STATED EXERCISE:
Write out every entry below word for word, leaving the pictures out of your answer.

Excerpts from point annotation data:
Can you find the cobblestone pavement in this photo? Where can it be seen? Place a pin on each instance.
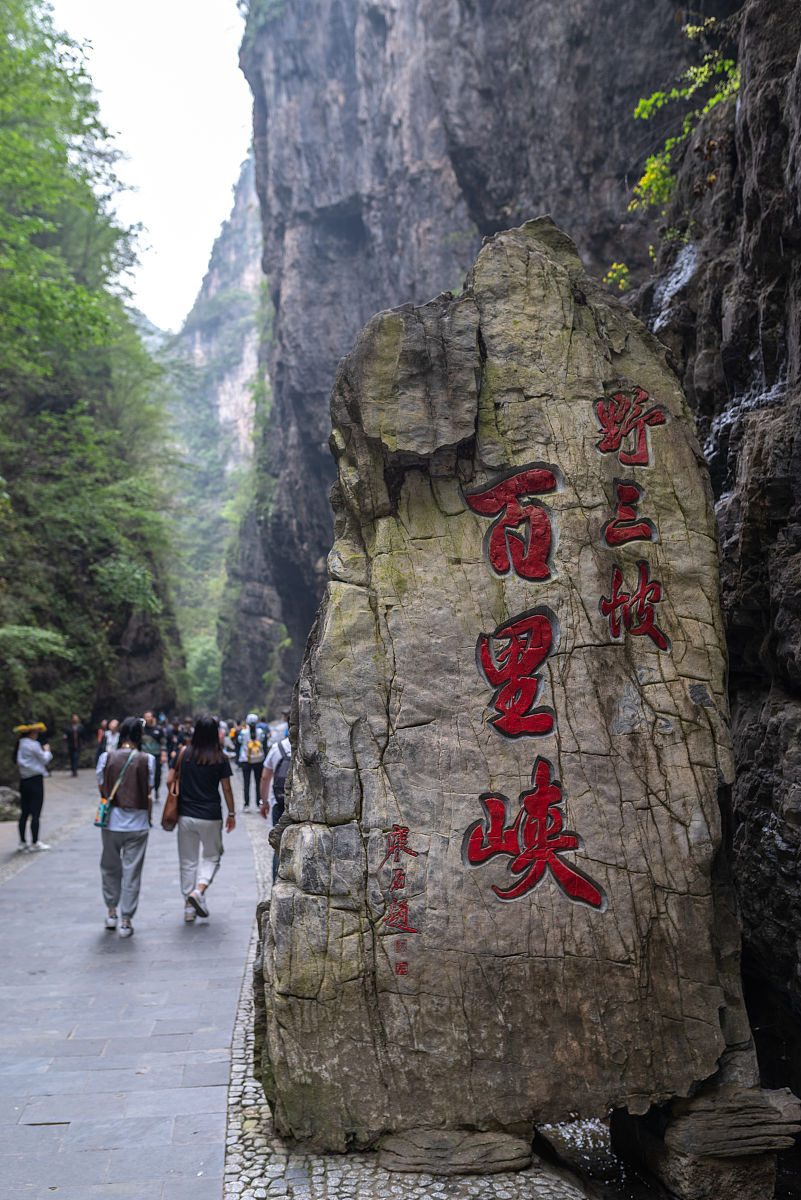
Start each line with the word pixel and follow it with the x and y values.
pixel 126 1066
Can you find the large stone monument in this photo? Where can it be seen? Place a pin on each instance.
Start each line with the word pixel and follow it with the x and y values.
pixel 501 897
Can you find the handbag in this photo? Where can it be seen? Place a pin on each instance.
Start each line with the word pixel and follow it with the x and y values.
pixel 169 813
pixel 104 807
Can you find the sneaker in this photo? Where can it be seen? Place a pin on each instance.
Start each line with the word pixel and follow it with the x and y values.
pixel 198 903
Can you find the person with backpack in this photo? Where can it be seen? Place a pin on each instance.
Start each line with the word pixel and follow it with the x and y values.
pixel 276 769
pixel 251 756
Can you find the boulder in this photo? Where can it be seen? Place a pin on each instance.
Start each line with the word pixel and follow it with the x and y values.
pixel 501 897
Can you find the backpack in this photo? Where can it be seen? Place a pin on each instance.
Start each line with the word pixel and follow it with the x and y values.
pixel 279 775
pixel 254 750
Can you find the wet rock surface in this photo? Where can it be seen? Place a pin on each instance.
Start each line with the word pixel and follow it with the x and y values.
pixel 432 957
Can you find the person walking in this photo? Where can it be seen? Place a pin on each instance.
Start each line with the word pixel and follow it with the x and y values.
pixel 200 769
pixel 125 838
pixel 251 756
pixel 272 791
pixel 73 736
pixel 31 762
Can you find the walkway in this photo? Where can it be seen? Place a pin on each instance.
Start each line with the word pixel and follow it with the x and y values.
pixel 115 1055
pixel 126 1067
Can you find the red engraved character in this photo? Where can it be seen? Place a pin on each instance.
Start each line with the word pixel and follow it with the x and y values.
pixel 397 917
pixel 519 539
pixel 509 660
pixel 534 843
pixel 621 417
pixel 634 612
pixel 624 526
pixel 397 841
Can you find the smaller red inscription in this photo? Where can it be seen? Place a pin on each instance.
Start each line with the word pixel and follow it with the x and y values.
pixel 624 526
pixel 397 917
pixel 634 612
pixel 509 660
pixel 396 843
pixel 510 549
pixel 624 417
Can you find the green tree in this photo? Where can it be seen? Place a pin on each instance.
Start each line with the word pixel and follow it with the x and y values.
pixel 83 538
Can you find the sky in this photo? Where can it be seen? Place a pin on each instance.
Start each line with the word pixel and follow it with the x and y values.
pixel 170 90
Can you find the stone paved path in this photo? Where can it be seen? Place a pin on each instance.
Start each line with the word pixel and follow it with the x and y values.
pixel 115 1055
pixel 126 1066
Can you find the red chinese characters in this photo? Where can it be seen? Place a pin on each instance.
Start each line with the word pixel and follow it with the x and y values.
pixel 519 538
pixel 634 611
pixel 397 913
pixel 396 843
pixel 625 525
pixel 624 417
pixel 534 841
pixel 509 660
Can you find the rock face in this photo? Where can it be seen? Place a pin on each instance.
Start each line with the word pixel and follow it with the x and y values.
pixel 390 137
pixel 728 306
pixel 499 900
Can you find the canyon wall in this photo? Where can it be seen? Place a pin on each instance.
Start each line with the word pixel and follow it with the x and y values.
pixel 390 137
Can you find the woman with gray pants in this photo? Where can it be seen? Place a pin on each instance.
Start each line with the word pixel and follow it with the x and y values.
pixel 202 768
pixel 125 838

EXERCISE ANSWER:
Can you find the cobblestone pavement in this photo? Where can it be seen? Place a pin on each instance.
Start each line with the word pixel and follow it with the x and y values.
pixel 126 1066
Can you find the large stone monument in this photo? Where can it be seen? Place a pin on each instance.
Start each line with the word pixel and follow it with the x and y values.
pixel 501 897
Can you find the handbag in this photo? Where can it be seen? Place a pin on each instance.
Start each line with the word pixel and follow it with the x and y values.
pixel 169 813
pixel 104 807
Can you find the sneaker in this photo? Where can it be seen? Place a pin on each instance.
Start each line with the word pixel and follow it with the x and y values.
pixel 198 903
Can you find the person with backpack in this photo? Where can it be seen? Place a pin on each instance.
Start each line with the word pixel and follow it with the x and y values.
pixel 276 769
pixel 251 756
Can you find the boulder in this photo? Where can it be seen? Place a pin on each instance.
Start each line with the word pixel and follow it with the x and y values.
pixel 501 897
Can you find the backpack in this photo? Where can it be seen? Place a pin on each instance.
Start each line with the word pixel and follow it with the x and y values.
pixel 279 775
pixel 254 750
Can you find the wet rock surface in this photo? Where can it be seen? Place a pin on each instance.
Start each line with the word pixel and follow it with the x and y values.
pixel 432 957
Can you find the person walking in this photo? Where can it be seen? Place a pin on each instance.
Start each line with the word pixel and follow it with the x and y values.
pixel 200 769
pixel 125 838
pixel 251 756
pixel 272 791
pixel 73 736
pixel 31 762
Can you find the walkway in this photo? Where can it be seen? Place a pin on each instance.
Start each line with the word pixel and follow it with the x and y values.
pixel 115 1055
pixel 126 1067
Can you find the red engraved character in this photo? Where can it be seen? Place a pin on each instance.
Start each line with the word pixel and follow it with the x and y values.
pixel 397 917
pixel 519 539
pixel 509 660
pixel 534 843
pixel 621 417
pixel 634 612
pixel 624 526
pixel 397 841
Can you find the smaller red inscription in this photo? Where can it be seen? Place a pin on each instance.
Start each line with the word pixel and follow it with the x and y values.
pixel 624 526
pixel 397 917
pixel 634 612
pixel 509 660
pixel 396 843
pixel 510 549
pixel 624 417
Can you find the green tree in this photo? Where can it be seen? Place a pin on each instance.
Start each line with the word pixel and follow it with the x and y values.
pixel 83 538
Can you find the sky in this photo? Where can it be seen? Place a pin on each instance.
Start each line with the word pixel and follow it with the x and y values.
pixel 170 90
Can you find the stone paved path in this photo? Where can it be seen? Place a pin on each instance.
Start each line with the word pixel and follow it with the x and y values.
pixel 115 1055
pixel 126 1066
Can you find the red chinese characters in this photo? Where can it be seen? Place a pin on each instance.
Start each line with the word pixel and follow it with the x and y values.
pixel 519 538
pixel 634 611
pixel 397 913
pixel 396 843
pixel 625 525
pixel 624 417
pixel 534 841
pixel 509 660
Can you find the rock face in this photo? Where can it be seen? Place a pin on each instance.
Start each line with the word pixel and follow it with the x and y values.
pixel 390 137
pixel 728 306
pixel 499 900
Can you find the canyon wall in this photo? Where can it be seen? Place a pin on each instance.
Start each line with the word pixel and follow it with the x and y values.
pixel 390 137
Can you find the woman with gray pants in this photo? Where can it be seen? Place a pin on each instance.
Start each line with the word pixel and follow it with the x and y values.
pixel 202 768
pixel 125 838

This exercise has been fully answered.